■ **WHAT THE TASK REQUIRES**: Extract every row below and reproduce each one word for word.

— start TASK INPUTS —

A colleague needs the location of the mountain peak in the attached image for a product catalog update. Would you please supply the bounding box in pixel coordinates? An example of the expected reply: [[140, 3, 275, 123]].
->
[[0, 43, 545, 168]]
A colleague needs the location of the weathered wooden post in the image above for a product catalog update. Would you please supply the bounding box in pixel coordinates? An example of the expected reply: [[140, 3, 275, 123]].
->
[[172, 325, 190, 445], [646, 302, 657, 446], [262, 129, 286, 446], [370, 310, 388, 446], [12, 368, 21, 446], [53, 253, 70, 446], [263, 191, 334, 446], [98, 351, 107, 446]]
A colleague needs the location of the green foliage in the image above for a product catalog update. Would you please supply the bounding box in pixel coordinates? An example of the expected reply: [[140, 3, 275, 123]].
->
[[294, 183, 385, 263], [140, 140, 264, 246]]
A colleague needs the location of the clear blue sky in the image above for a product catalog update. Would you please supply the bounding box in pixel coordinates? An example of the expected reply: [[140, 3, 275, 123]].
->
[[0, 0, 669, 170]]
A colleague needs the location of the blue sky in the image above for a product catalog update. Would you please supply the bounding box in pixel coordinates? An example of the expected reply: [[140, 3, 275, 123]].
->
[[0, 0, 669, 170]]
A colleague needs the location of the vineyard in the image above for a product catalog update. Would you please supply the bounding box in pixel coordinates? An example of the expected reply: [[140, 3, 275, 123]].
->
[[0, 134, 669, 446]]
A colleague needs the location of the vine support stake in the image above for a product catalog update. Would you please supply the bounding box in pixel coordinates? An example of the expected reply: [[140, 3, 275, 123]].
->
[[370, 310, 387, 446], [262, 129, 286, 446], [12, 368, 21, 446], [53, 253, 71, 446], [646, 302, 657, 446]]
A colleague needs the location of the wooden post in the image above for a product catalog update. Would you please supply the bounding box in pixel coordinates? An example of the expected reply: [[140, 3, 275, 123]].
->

— end TASK INPUTS —

■ **PROBLEM SOLUTION**:
A colleague needs the location of the mountain peak in the attached image for a product catalog update. Would you please supply the bounding box in pixel coordinates? An example of the expected reply: [[140, 3, 275, 123]].
->
[[0, 43, 545, 168]]
A colleague needs the location of the weathered wooden post in the image above for a product catalog update. Would you please supply the bounding box in pixel coordinates? An example of the expected reply: [[140, 3, 275, 123]].
->
[[172, 325, 190, 445], [646, 302, 657, 446], [262, 129, 286, 446], [370, 310, 388, 446], [12, 368, 21, 446], [53, 253, 70, 446], [263, 191, 334, 446], [98, 351, 107, 446]]
A colleague needs the location of the green foliage in the image above for a product catalog update. Would you please supply the bounding box in pixel coordinates? An example of the expected reply: [[140, 3, 275, 123]].
->
[[294, 183, 385, 263], [140, 140, 264, 246]]
A colleague needs the location of the clear blue sky in the image above for a product catalog update. Would you please supply the bounding box in pixel coordinates? An example of the expected reply: [[140, 3, 275, 123]].
->
[[0, 0, 669, 170]]
A colleague needs the location of the blue sky in the image above for a product catalog update. Would you please supply the bounding box in pixel coordinates? An example of the expected reply: [[140, 3, 275, 123]].
->
[[0, 0, 669, 170]]
A colleague needs the location of the vineyard in the image above for a product catalog update. Would you please supply the bounding box in pixel coordinates? An example of the expected reply: [[140, 3, 275, 123]].
->
[[0, 134, 669, 446]]
A colleague needs the location of the vine support stake in the image above for a product catalog update. Would you please supply the bounding box in pixel coordinates? An example of the expected reply: [[140, 3, 275, 123]].
->
[[370, 310, 387, 446], [262, 129, 286, 446], [12, 368, 21, 446], [53, 253, 71, 446], [646, 302, 657, 446]]
A colleague needs the location of the wooden post in the image above for a product catalog update. Would you please supply the bounding box in pixel coordinates? An example of the expected reply: [[140, 3, 275, 123]].
->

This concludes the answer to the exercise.